PROBLEM TO SOLVE:
Swap "per instance" for "per occurrence" throughout the records below and write them out again with nothing else changed.

──────── DATA FOR THE TASK ────────

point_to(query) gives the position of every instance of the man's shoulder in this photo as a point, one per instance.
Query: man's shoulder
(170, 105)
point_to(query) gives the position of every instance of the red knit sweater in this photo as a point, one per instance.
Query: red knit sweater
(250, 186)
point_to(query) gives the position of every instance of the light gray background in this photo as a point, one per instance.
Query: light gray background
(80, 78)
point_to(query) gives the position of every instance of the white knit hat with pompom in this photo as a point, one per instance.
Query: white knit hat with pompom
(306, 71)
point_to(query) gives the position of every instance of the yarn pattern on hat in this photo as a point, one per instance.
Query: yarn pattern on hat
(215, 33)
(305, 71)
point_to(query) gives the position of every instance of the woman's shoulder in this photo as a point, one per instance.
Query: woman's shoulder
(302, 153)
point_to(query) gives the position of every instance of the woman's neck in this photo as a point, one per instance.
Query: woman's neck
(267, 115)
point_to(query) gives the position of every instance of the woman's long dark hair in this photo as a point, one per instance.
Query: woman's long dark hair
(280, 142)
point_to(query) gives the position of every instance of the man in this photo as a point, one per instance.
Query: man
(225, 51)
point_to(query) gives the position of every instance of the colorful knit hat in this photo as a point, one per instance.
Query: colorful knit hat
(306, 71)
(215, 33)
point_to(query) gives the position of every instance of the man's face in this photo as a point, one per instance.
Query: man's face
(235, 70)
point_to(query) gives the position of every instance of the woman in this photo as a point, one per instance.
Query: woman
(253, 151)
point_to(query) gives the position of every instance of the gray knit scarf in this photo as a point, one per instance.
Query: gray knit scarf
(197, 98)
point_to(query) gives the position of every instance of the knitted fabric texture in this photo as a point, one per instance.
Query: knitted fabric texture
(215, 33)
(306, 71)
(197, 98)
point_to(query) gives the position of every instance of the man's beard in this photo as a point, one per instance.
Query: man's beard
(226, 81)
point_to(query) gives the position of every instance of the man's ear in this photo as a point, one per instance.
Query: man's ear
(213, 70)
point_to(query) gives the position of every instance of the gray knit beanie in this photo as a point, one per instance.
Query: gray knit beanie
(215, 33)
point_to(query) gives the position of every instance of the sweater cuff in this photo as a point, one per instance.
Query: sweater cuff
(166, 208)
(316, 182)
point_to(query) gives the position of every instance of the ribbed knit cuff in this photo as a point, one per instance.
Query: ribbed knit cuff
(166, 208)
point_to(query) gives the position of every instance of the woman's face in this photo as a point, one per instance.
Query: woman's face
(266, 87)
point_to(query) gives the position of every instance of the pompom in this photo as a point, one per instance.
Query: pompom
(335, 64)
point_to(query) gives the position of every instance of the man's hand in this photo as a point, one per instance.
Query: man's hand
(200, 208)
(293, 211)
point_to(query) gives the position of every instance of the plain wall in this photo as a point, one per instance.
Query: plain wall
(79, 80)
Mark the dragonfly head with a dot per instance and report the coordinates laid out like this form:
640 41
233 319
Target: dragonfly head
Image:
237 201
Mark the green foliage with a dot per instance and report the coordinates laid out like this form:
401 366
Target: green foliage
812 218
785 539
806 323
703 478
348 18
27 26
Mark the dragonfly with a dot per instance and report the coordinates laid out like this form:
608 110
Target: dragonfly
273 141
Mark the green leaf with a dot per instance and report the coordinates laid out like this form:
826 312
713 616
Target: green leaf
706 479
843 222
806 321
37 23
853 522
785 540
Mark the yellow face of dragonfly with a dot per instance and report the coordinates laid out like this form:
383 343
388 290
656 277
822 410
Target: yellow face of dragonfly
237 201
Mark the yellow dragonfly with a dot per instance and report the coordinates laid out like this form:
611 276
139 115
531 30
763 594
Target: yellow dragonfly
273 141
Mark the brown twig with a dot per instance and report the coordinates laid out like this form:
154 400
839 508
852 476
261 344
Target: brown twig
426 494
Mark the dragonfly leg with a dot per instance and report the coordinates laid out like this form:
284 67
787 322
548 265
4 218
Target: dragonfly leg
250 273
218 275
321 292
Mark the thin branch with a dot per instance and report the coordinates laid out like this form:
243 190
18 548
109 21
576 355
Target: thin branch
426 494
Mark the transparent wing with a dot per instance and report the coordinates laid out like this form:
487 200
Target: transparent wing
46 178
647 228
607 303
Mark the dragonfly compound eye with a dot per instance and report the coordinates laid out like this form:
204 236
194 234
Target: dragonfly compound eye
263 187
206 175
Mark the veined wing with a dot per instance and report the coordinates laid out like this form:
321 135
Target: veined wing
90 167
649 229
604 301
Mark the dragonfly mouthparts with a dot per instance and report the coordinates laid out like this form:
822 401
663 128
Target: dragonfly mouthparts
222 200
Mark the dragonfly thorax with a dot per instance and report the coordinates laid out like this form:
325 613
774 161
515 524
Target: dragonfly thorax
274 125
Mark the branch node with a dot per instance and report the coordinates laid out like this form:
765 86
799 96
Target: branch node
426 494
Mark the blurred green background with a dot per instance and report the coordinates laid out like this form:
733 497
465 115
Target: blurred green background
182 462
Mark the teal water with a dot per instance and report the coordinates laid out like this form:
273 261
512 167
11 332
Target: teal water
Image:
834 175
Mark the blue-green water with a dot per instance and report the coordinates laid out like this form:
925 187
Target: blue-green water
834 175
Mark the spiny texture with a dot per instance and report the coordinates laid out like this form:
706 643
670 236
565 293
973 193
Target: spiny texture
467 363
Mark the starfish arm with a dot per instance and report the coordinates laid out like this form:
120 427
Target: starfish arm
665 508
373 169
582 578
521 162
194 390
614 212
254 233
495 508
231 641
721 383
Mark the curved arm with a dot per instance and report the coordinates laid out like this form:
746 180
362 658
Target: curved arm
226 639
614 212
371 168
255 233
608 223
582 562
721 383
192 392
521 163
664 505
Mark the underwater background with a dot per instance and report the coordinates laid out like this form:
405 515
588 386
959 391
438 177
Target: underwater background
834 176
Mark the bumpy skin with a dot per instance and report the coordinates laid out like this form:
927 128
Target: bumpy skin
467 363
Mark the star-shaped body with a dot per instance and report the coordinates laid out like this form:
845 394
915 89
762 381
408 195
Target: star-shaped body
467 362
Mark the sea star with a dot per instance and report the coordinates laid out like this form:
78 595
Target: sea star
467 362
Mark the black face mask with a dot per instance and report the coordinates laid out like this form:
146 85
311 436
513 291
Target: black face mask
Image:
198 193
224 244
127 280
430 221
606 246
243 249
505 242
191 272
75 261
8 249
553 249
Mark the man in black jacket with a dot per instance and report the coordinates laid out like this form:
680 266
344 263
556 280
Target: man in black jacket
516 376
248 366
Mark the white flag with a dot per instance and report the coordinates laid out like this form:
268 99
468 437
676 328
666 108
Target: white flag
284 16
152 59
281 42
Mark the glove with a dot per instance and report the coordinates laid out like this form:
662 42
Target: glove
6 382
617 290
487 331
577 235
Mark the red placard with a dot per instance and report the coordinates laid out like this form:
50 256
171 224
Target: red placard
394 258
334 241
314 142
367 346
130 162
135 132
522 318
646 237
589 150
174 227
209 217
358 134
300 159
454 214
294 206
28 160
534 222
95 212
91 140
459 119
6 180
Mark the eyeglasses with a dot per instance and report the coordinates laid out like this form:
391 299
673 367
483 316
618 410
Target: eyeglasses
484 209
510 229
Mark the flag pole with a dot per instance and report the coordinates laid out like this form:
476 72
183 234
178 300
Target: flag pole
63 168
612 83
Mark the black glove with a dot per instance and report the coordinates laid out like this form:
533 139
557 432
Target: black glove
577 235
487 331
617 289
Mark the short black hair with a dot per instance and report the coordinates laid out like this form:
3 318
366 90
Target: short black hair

────────

EXERCISE RESULT:
point_to(query) gives the position of every instance of the man's shoulder in this photo as a point, one per occurrence.
Query: man's shoulder
(170, 105)
point_to(query) gives the position of every instance of the red knit sweater in this photo as a point, one per occurrence.
Query: red knit sweater
(250, 186)
point_to(query) gives the position of every instance of the light gray background in this photo as a point, one per occurrence.
Query: light gray background
(80, 78)
point_to(query) gives the position of every instance of the white knit hat with pompom in this photo as a point, one per occurrence.
Query: white knit hat with pompom
(306, 71)
point_to(query) gives the position of every instance of the yarn pattern on hat in this photo as a point, one per occurrence.
Query: yarn pattern on hat
(215, 33)
(305, 71)
point_to(query) gives the position of every instance of the woman's shoulder in this photo as a point, one per occurrence.
Query: woman's shoulder
(302, 153)
point_to(query) gives the position of every instance of the woman's neck in this photo as a point, one per occurrence.
Query: woman's neck
(267, 115)
point_to(query) gives the position of every instance of the woman's long dark hair in this photo as a point, one per occurrence.
Query: woman's long dark hair
(280, 142)
point_to(query) gives the position of every instance of the man in this photo as a point, one per occurrence.
Query: man
(225, 51)
point_to(query) gives the position of every instance of the colorful knit hat in this photo as a point, one per occurrence.
Query: colorful knit hat
(306, 71)
(215, 33)
point_to(query) gives the position of every instance of the man's face in this photo as a point, one per occurrence.
Query: man's face
(235, 70)
point_to(query) gives the position of every instance of the woman in this photo as a point, one per occurrence.
Query: woman
(253, 151)
point_to(query) gives the position of every instance of the gray knit scarf in this photo as a point, one per occurrence.
Query: gray knit scarf
(197, 98)
point_to(query) gives the position of every instance of the knitted fabric texture in this photo as a point, one per occurrence.
Query: knitted fabric texture
(215, 33)
(306, 71)
(197, 98)
point_to(query) gives the position of every instance of the man's beard in this photo as a point, one per occurrence.
Query: man's beard
(226, 81)
point_to(query) gives the position of every instance of the man's ear in this photo as a point, one per occurrence.
Query: man's ear
(213, 70)
point_to(query) gives the position of every instance of the gray knit beanie in this photo as a point, one per occurrence.
Query: gray knit beanie
(215, 33)
point_to(query) gives the position of every instance of the sweater cuff in this photo as a point, one per occurrence.
Query: sweater cuff
(166, 208)
(316, 182)
point_to(query) gives the position of every instance of the ribbed knit cuff in this photo as a point, one per occurrence.
Query: ribbed knit cuff
(166, 208)
point_to(query) gives the position of every instance of the woman's face in this photo as a point, one per occurrence.
Query: woman's face
(266, 87)
point_to(query) gives the position of every instance of the pompom in this photo as a point, one per occurrence.
Query: pompom
(335, 64)
point_to(query) gives the position of every instance of the man's hand in this photo as a point, one per occurrence.
Query: man's hand
(200, 208)
(293, 211)
point_to(query) gives the position of every instance of the plain wall in this photo as a point, one per occurrence.
Query: plain wall
(79, 80)
Mark the dragonfly head with a dot per occurrence and report the coordinates laid out like this form:
640 41
233 319
Target: dragonfly head
Image:
237 201
Mark the green foliage with a dot per occurrence and report the coordinates laid out like this form:
401 366
Target: green foliage
812 218
785 539
806 323
703 478
348 18
27 26
Mark the dragonfly with a dot per occurrence and report the coordinates laid out like this form:
608 110
Target: dragonfly
273 141
Mark the green leaf with a dot per occurrence and report the coordinates laid out like this form:
826 312
713 616
Target: green leaf
706 479
843 222
806 321
37 23
853 522
785 540
Mark the yellow face of dragonfly with a dot per occurrence and report the coordinates laid out like this form:
383 343
388 290
656 277
822 410
Target: yellow face of dragonfly
237 201
Mark the yellow dragonfly with a dot per occurrence and report the coordinates laid out like this form:
611 276
139 115
531 30
763 594
Target: yellow dragonfly
273 141
Mark the brown twig with a dot per occurrence and report the coordinates laid out like this form:
154 400
839 508
852 476
261 344
Target: brown twig
426 494
Mark the dragonfly leg with a dot per occurrence and report the coordinates laid out like this form:
284 67
787 322
548 265
4 218
Target: dragonfly leg
250 273
218 275
321 292
Mark the thin branch with a dot per occurrence and report the coordinates laid out like this form:
243 190
18 548
109 21
576 355
Target: thin branch
426 494
Mark the transparent wing with a dot per occurrence and report the coordinates laid out like this form:
487 200
Target: transparent wing
46 178
647 228
607 303
Mark the dragonfly compound eye with a dot per occurrence and report the coordinates laid out like this form:
204 236
194 234
Target: dragonfly compound eye
263 187
206 175
Mark the veined wing with a dot per occurrence and report the coordinates laid out like this form:
321 135
Target: veined wing
90 167
649 229
604 301
Mark the dragonfly mouthparts with a dot per occurrence and report the coordinates laid out like this form:
822 401
663 128
Target: dragonfly mouthparts
222 200
Mark the dragonfly thorax with a dot per occurrence and report the coordinates laid out like this form:
325 613
774 161
515 524
Target: dragonfly thorax
274 125
Mark the branch node with a dot per occurrence and report the coordinates laid out like this form:
765 86
799 96
Target: branch node
426 494
Mark the blurred green background with a dot per occurrence and report the coordinates laid out like this form:
733 497
465 115
Target: blurred green background
182 462
Mark the teal water with a dot per occurrence and report the coordinates laid out like this form:
273 261
512 167
11 332
Target: teal water
Image:
834 175
Mark the blue-green water with a dot per occurrence and report the coordinates laid out like this form:
925 187
Target: blue-green water
834 175
Mark the spiny texture with a dot per occurrence and report the coordinates laid out like this form:
706 643
670 236
565 293
973 193
Target: spiny texture
467 363
Mark the starfish arm with a dot per occurrence and report the coordinates laid out like this form:
120 427
Target: starfish arm
665 508
373 169
582 578
521 162
194 390
614 212
254 233
495 508
231 641
721 383
Mark the curved arm with a dot per occurrence and report the coordinates laid out like this form:
746 180
362 658
Target: curved arm
226 639
614 212
371 168
255 233
608 223
582 562
721 383
192 392
521 163
664 505
Mark the underwater background with a dot per occurrence and report the coordinates laid out like this form:
405 515
588 386
959 391
438 177
Target: underwater background
834 176
Mark the bumpy skin with a dot per occurrence and report the coordinates laid out like this form:
927 128
Target: bumpy skin
467 363
Mark the star-shaped body with a dot per occurrence and report the coordinates laid out like this form:
845 394
915 89
762 381
408 195
Target: star-shaped body
467 362
Mark the sea star with a dot per occurrence and report the coordinates laid out like this form:
78 595
Target: sea star
467 362
Mark the black face mask with a dot per occurrence and report the coordinates laid out like this form:
146 85
311 436
513 291
Target: black face mask
Image:
198 193
224 244
127 280
430 221
606 246
243 249
505 242
191 272
75 261
8 249
553 249
Mark the man in black jacket with a dot per occurrence and report the coordinates laid out like this form:
680 266
344 263
556 280
Target: man in black jacket
516 376
248 366
Mark the white flag with a dot per occurrence and report the coordinates laid out like this form:
268 99
468 437
676 328
666 108
Target: white flag
284 16
152 59
281 42
Mark the glove with a dot per occurrence and report the coordinates laid out like this form:
662 42
Target: glove
6 382
617 290
487 331
577 235
Mark the red placard with a dot per occurrence and report the coordinates laid out like this form:
50 256
171 224
Target: red placard
394 258
334 241
314 142
367 346
130 162
135 132
522 318
646 237
589 150
174 227
209 217
358 134
300 159
454 214
294 206
28 160
534 222
95 212
91 140
459 119
6 180
Mark the eyeglasses with a dot per occurrence and report the coordinates laid out like this form:
391 299
673 367
483 316
618 410
Target: eyeglasses
484 209
510 229
Mark the flag pole with a dot per occurrence and report the coordinates laid out like this form:
476 72
183 234
178 300
Target: flag pole
63 168
612 83
Mark the black glove with a dot per occurrence and report the coordinates laid out like this form:
533 139
557 432
Target: black glove
577 235
487 331
617 289
Mark the short black hair with a dot per occurrence and report the coordinates laid out like this form:
3 318
366 90
Target: short black hair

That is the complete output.